## ENTRIES SUPPLIED
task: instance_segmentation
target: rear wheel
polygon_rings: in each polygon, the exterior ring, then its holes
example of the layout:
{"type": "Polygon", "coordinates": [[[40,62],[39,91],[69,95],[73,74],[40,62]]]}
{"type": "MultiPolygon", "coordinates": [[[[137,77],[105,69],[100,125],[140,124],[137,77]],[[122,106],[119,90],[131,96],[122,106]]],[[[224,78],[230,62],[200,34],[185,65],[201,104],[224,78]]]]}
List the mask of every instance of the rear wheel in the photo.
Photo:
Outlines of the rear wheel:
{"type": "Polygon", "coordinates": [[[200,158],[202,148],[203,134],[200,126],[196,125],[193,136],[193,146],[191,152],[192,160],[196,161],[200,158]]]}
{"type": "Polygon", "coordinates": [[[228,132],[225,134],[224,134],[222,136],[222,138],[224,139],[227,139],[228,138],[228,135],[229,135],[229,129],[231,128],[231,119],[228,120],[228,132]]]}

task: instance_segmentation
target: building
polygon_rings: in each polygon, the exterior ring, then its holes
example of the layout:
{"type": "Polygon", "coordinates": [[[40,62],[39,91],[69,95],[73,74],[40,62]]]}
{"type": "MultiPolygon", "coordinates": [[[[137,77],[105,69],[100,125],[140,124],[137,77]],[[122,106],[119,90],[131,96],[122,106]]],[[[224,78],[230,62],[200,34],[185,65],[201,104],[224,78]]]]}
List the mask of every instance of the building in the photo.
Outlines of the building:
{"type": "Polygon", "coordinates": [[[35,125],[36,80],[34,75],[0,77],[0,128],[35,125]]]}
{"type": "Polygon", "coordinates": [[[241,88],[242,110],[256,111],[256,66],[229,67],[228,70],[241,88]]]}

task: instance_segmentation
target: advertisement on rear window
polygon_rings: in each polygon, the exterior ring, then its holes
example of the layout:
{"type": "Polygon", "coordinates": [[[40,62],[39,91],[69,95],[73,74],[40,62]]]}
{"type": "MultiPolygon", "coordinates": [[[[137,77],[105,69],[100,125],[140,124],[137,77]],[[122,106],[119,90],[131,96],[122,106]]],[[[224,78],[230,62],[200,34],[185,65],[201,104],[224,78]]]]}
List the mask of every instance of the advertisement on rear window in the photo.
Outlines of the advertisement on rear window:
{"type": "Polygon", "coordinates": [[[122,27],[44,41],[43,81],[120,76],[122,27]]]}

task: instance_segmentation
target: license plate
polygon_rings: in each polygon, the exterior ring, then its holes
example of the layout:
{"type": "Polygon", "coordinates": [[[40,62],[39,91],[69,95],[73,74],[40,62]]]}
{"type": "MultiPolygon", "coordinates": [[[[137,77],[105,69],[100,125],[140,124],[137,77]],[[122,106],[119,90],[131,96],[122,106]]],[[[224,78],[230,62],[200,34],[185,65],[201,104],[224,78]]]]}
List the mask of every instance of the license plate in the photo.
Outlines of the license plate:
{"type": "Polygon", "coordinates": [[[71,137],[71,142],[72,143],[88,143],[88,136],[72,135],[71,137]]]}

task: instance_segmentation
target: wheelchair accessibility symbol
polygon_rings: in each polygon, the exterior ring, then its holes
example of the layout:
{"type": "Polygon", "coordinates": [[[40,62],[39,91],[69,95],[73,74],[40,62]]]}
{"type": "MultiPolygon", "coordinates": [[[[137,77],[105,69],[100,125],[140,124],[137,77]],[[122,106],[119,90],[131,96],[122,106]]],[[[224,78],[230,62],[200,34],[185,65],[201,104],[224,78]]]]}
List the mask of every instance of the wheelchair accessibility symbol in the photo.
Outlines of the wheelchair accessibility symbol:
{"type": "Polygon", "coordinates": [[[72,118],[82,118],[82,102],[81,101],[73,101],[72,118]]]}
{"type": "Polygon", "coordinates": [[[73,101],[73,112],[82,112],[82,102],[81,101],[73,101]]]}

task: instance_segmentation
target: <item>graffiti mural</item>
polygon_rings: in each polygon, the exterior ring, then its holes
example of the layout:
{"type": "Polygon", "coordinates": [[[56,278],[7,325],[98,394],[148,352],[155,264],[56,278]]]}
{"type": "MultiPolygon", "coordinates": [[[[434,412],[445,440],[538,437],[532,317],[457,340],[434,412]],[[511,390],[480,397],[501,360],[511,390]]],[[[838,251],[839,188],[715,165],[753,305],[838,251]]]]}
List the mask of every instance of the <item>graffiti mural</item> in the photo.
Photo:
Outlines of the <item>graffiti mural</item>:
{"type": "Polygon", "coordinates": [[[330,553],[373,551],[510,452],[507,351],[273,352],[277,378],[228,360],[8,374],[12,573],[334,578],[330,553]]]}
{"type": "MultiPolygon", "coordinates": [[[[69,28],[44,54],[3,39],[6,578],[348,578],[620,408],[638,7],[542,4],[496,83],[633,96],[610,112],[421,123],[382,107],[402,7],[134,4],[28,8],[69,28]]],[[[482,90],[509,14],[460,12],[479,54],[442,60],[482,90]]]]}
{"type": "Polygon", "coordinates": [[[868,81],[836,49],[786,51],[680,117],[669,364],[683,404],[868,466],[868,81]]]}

* * *

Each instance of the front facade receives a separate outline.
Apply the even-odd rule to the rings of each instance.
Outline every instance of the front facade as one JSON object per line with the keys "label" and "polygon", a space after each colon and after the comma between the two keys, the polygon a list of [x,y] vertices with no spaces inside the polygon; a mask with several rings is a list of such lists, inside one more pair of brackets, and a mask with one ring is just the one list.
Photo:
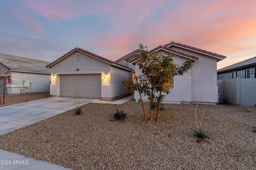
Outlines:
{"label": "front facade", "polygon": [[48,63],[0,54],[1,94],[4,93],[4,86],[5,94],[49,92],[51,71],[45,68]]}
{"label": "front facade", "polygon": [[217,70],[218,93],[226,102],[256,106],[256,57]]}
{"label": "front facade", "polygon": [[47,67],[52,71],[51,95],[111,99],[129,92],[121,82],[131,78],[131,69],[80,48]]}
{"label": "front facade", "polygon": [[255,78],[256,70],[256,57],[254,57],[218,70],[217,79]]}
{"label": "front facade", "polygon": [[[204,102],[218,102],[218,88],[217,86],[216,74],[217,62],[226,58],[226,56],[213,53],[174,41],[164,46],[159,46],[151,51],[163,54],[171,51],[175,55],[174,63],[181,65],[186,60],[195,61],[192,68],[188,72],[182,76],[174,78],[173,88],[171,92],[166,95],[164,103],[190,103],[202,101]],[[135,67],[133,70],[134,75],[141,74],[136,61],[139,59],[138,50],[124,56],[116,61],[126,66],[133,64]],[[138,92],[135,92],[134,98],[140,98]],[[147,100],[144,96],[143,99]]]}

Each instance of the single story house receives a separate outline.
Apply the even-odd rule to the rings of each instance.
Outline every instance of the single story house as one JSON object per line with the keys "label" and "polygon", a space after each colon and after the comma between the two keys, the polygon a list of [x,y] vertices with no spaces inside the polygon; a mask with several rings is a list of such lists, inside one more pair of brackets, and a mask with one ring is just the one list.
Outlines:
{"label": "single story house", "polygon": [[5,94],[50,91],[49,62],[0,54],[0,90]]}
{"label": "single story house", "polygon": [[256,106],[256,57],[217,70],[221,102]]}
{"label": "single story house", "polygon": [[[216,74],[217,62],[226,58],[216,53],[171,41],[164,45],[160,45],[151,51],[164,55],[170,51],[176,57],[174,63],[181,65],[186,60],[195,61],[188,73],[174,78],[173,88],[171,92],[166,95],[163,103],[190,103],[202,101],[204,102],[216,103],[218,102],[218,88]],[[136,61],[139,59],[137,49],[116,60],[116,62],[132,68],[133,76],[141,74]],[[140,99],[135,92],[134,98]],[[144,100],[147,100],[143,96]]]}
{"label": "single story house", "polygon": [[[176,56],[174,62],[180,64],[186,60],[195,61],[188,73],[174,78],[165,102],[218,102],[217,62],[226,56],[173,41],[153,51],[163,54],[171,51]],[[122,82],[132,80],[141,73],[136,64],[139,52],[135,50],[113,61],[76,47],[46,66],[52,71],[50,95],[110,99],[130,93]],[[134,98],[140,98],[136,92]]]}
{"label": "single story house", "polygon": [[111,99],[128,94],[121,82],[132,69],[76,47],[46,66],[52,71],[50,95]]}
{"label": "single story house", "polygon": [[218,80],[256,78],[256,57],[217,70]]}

## DIRECTIONS
Tally the lines in the records above that contain the string "vertices", treating uppercase and lowercase as different. Reply with the number alone.

## PROBLEM SOLUTION
2